§ **Task to carry out**
Return an exact copy of the lines from the one holding "Return a point for each instance of the red tiled" to the end of the data, including both the starting and final lines. Leave the pictures out.

START Dataset records

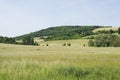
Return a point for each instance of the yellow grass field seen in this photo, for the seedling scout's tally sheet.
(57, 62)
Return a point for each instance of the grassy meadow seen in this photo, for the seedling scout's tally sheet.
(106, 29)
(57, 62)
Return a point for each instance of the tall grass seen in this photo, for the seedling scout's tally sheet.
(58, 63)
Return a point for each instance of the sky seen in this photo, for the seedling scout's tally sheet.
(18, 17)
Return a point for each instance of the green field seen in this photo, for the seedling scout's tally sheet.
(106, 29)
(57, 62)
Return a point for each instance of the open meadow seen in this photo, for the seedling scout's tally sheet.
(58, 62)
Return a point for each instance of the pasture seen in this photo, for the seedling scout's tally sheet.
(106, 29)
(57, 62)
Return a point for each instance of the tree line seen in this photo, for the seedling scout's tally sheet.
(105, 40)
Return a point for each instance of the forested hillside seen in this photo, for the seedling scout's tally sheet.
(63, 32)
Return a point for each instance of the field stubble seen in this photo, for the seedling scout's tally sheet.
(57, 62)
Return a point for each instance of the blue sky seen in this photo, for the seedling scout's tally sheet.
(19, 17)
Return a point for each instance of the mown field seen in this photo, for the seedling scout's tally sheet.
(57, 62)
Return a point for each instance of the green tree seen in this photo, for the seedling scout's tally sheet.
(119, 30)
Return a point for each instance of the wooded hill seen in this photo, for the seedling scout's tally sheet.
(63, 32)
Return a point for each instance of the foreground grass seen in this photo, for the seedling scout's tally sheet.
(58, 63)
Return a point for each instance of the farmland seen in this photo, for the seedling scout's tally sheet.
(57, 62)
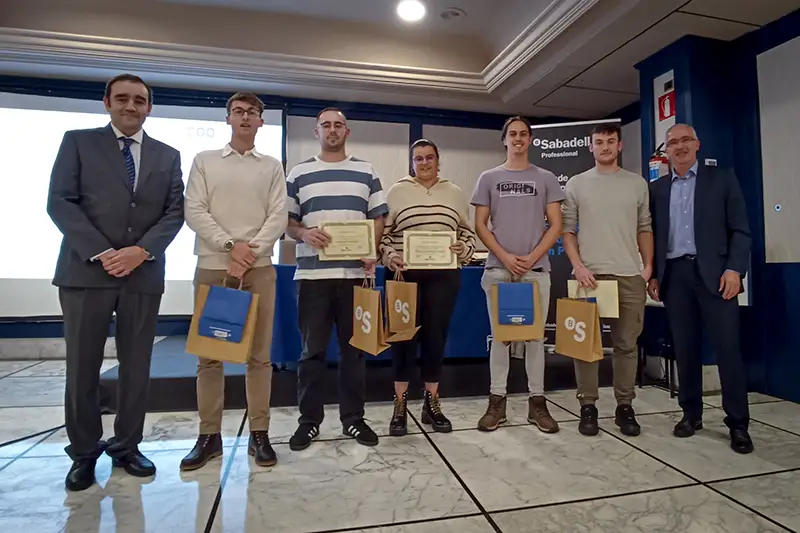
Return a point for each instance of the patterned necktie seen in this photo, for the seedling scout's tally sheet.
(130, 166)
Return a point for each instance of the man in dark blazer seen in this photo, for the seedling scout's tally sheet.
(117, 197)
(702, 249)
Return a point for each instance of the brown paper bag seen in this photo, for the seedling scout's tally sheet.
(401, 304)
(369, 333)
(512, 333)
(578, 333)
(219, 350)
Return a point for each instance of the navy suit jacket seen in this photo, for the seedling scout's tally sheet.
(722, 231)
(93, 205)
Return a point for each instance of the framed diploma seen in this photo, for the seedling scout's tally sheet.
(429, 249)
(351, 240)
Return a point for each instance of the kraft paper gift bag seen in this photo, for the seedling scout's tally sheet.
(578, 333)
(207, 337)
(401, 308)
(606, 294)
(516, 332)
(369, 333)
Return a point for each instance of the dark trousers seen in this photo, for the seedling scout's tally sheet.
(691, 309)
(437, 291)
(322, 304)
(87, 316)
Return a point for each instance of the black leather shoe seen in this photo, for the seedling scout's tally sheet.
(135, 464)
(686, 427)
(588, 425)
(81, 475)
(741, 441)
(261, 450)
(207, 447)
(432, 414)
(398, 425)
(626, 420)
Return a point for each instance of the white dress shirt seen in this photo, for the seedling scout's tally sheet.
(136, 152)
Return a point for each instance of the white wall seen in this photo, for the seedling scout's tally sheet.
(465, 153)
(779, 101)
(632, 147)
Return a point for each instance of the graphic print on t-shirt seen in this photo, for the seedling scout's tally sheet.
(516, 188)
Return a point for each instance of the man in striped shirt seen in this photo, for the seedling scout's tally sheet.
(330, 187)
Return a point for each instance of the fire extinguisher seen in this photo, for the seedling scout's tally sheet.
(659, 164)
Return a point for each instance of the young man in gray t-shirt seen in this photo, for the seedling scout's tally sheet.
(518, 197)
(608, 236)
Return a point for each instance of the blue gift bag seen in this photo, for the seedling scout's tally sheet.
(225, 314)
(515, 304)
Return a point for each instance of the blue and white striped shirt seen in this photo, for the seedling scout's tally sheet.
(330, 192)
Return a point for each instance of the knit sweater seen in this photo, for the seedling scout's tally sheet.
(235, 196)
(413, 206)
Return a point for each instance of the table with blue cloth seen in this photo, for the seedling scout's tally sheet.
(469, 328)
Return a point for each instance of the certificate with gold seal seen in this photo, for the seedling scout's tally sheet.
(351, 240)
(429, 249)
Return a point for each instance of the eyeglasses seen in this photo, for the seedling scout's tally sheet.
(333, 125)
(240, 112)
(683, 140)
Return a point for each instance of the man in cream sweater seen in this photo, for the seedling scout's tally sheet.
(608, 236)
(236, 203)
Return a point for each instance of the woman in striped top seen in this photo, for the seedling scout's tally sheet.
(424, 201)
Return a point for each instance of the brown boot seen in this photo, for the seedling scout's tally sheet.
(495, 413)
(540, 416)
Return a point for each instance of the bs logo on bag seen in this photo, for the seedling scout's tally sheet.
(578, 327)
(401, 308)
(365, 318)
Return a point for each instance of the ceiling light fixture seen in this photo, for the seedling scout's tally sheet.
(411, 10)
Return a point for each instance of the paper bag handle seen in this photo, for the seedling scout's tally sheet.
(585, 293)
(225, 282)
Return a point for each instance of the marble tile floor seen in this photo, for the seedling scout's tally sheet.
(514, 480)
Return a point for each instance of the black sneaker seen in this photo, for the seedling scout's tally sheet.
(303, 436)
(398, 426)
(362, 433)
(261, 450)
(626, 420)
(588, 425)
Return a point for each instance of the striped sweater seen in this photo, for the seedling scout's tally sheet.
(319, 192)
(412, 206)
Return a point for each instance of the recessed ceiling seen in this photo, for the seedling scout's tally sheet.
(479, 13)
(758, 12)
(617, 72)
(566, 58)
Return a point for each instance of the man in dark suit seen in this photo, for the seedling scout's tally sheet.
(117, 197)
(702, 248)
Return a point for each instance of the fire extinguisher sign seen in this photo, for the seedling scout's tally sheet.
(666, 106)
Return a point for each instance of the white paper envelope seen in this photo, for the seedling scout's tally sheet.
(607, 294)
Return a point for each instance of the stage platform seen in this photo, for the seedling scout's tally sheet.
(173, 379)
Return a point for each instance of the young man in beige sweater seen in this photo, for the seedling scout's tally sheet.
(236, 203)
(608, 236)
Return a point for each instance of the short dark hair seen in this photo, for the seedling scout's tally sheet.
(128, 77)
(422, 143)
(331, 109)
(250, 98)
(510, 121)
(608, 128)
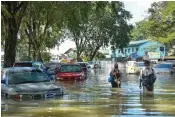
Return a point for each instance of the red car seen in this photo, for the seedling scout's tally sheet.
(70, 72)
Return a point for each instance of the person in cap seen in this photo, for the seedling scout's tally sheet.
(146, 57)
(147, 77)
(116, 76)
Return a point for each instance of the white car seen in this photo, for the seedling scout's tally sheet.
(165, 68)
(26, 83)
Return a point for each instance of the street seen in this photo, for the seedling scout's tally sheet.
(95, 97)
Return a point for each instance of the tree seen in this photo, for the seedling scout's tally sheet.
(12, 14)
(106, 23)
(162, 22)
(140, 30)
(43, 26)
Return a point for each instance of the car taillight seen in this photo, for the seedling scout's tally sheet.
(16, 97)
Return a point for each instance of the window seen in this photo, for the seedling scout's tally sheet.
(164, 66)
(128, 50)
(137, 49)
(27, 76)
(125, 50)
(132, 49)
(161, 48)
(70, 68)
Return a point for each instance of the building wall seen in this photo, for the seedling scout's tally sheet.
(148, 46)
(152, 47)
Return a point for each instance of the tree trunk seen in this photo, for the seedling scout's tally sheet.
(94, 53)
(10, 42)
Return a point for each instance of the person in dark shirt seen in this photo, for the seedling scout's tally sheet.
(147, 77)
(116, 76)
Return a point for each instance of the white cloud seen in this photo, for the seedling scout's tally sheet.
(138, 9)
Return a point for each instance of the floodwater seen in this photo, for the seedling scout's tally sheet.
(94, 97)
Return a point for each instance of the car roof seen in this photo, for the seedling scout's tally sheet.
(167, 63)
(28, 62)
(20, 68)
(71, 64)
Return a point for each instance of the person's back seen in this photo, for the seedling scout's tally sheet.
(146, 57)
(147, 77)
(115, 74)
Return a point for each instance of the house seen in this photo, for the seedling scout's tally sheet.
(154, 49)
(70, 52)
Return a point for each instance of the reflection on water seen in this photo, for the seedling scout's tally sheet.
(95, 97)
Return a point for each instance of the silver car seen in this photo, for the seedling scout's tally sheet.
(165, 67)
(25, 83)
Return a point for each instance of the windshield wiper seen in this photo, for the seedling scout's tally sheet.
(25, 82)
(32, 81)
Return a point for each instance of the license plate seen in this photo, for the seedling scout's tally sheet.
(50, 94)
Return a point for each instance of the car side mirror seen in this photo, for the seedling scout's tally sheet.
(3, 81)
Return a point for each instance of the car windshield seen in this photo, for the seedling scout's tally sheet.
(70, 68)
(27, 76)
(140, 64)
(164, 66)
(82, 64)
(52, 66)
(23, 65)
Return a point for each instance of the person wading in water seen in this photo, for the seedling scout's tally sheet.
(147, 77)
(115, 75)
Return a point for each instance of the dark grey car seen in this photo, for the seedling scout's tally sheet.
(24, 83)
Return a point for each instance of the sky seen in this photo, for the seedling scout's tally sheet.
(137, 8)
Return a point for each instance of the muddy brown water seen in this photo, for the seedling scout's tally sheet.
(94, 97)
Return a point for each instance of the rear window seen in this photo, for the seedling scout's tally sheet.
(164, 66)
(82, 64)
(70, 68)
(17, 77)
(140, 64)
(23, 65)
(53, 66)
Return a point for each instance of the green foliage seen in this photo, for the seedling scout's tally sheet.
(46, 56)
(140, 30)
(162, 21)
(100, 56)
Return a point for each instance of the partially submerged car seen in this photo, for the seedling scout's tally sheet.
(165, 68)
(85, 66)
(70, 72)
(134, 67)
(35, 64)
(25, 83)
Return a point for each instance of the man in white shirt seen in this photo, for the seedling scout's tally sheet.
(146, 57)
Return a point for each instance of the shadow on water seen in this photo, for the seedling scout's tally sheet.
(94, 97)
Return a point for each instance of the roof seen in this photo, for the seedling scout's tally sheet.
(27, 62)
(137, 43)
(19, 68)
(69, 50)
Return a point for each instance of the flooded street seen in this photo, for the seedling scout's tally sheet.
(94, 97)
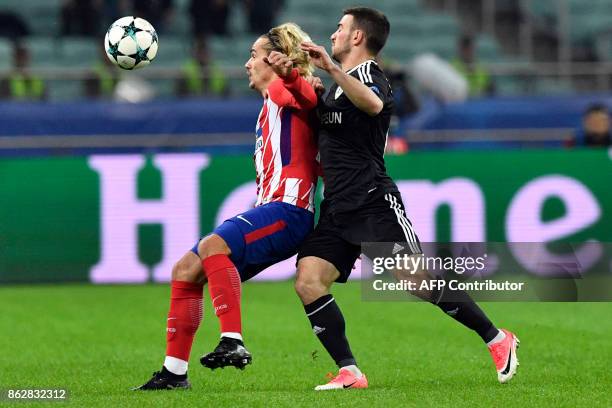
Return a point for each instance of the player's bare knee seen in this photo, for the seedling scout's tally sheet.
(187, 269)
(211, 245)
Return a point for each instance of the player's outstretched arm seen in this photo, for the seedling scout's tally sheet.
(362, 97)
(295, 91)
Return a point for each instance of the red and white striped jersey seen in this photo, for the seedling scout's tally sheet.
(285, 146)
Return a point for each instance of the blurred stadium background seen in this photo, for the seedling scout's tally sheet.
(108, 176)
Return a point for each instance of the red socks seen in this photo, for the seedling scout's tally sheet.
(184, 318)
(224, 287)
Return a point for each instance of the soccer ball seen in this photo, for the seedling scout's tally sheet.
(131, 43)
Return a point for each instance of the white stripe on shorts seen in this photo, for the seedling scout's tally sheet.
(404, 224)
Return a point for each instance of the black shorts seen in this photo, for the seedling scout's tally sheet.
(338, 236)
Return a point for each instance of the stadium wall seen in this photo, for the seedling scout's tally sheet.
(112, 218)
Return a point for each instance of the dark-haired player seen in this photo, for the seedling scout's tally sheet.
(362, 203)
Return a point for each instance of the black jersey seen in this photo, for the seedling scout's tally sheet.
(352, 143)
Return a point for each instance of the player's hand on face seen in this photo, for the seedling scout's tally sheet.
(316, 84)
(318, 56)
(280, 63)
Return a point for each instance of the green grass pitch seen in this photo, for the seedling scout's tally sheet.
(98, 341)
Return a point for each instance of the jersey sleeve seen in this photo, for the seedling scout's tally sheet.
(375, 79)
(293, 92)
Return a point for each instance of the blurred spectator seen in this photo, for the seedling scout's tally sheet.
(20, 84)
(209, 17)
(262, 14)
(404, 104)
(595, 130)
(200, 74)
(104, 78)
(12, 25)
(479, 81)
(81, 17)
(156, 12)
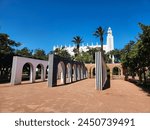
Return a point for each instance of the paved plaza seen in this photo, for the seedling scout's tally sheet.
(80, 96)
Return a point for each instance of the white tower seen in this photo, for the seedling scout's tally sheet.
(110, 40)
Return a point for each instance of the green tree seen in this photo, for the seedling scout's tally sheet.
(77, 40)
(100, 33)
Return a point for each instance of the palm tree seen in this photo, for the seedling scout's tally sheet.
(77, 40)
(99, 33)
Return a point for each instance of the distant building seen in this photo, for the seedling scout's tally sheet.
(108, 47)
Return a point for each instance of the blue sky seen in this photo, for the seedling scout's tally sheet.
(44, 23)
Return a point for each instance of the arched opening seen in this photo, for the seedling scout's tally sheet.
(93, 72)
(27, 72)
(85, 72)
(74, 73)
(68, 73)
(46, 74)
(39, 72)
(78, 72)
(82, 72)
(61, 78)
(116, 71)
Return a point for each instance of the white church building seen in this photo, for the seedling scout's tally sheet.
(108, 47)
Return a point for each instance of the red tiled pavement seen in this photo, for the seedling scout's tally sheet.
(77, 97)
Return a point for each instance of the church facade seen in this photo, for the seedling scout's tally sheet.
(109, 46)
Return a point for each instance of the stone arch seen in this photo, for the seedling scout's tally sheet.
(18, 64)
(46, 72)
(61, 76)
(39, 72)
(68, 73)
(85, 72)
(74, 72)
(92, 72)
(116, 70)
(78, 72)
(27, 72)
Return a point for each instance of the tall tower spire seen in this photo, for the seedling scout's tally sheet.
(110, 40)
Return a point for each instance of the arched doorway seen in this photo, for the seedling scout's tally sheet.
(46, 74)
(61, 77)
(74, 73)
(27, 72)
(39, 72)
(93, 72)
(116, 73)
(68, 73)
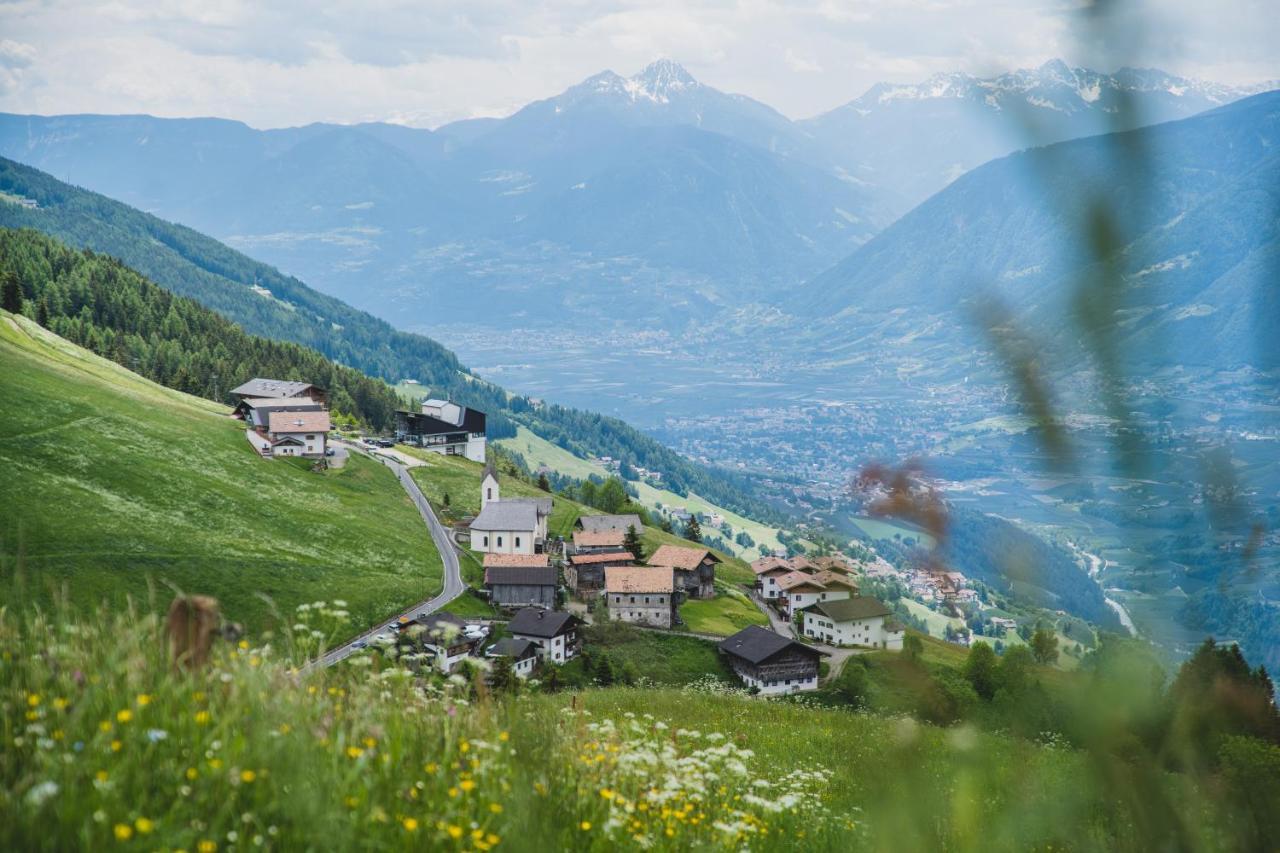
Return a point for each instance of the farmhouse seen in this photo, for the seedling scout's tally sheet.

END Dataset records

§ **Task answer**
Return a point for each instance of the red tiled pavement seen in this photo, for the seedling scout's tally sheet.
(77, 97)
Return a point for each instance of the church facade seen in this photo, for the seedling scout's tally sheet.
(109, 46)
Return a point for each instance of the stone arch seen in this photo, for the seedling scout's tally sheet.
(18, 64)
(46, 72)
(61, 76)
(39, 72)
(68, 73)
(85, 72)
(74, 72)
(92, 72)
(116, 70)
(78, 72)
(27, 72)
Return a point for each instance of the tall tower spire seen in this photo, for the seedling scout's tally sheet.
(110, 40)
Return a point for each instance of the arched doorway seen in this photo, for the seedling scout's tally sheet.
(46, 74)
(61, 77)
(74, 73)
(27, 72)
(39, 72)
(93, 72)
(116, 73)
(68, 73)
Return a point for each instance of the farmhouse seen in this photo, for the seedling scout's tally sheet.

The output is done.